** Stated exercise **
Copy out all the entries word for word.

** Provided records **
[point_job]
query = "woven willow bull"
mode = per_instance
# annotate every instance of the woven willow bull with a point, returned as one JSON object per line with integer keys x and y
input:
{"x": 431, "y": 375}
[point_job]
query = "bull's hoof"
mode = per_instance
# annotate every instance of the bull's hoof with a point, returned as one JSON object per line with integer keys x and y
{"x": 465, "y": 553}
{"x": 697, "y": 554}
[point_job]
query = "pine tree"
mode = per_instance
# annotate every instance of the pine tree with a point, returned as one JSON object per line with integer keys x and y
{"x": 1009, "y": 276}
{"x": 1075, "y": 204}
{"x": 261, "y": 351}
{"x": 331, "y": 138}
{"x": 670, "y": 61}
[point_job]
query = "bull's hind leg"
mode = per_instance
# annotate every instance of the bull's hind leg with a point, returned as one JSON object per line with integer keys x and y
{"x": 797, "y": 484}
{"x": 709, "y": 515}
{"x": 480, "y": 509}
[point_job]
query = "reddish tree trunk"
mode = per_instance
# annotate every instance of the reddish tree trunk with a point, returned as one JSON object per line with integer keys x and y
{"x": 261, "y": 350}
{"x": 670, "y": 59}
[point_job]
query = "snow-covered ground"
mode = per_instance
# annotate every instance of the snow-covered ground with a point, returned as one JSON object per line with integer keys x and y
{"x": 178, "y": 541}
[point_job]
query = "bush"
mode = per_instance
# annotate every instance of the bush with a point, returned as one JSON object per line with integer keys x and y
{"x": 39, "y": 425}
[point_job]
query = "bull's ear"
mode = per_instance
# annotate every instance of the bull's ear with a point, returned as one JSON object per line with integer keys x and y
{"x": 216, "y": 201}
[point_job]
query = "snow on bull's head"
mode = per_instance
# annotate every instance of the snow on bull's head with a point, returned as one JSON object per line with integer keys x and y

** Worked solution **
[point_job]
query = "woven willow bull"
mode = per_instance
# annotate every instance of the woven willow bull with a point, returned as one JSON object per line with integer keys x and y
input:
{"x": 431, "y": 375}
[point_job]
query = "bull's hoof"
mode = per_instance
# annotate every instance of the bull's hoof with a point, returned as one JSON object per line with integer keys x and y
{"x": 465, "y": 553}
{"x": 697, "y": 554}
[point_job]
query = "pine tree"
mode = per_instance
# annotate every instance of the pine tree with a point, returned as one JSON object per line with integer keys x and y
{"x": 1009, "y": 276}
{"x": 1075, "y": 204}
{"x": 261, "y": 351}
{"x": 331, "y": 138}
{"x": 670, "y": 61}
[point_job]
query = "bull's hind leg"
mode = per_instance
# annotate every instance of the bull's hind leg with a point, returned as one JSON object per line with integer keys x and y
{"x": 797, "y": 484}
{"x": 709, "y": 515}
{"x": 480, "y": 509}
[point_job]
query = "reddish tree trunk"
mode = per_instance
# annotate every instance of the reddish tree trunk with a point, returned as one JSON object per line with integer keys x and y
{"x": 261, "y": 350}
{"x": 670, "y": 59}
[point_job]
query = "snow-covered ground"
mode = per_instance
# annotate every instance of the snow-covered ground with a point, returned as one JSON object per line with integer keys x and y
{"x": 178, "y": 541}
[point_job]
query = "bush"
mode = per_instance
# annotate every instance of the bush with a point, returned as one JSON object per line with integer keys x and y
{"x": 39, "y": 425}
[point_job]
query = "bull's ear"
mode = per_instance
# annotate every instance of the bull's ear with a point, returned as one JSON object per line with integer keys x and y
{"x": 216, "y": 201}
[point_job]
query = "snow on bull's head"
mode = per_instance
# annotate every instance of the snow on bull's head with a point, returned as one JSON object per line with integer keys x and y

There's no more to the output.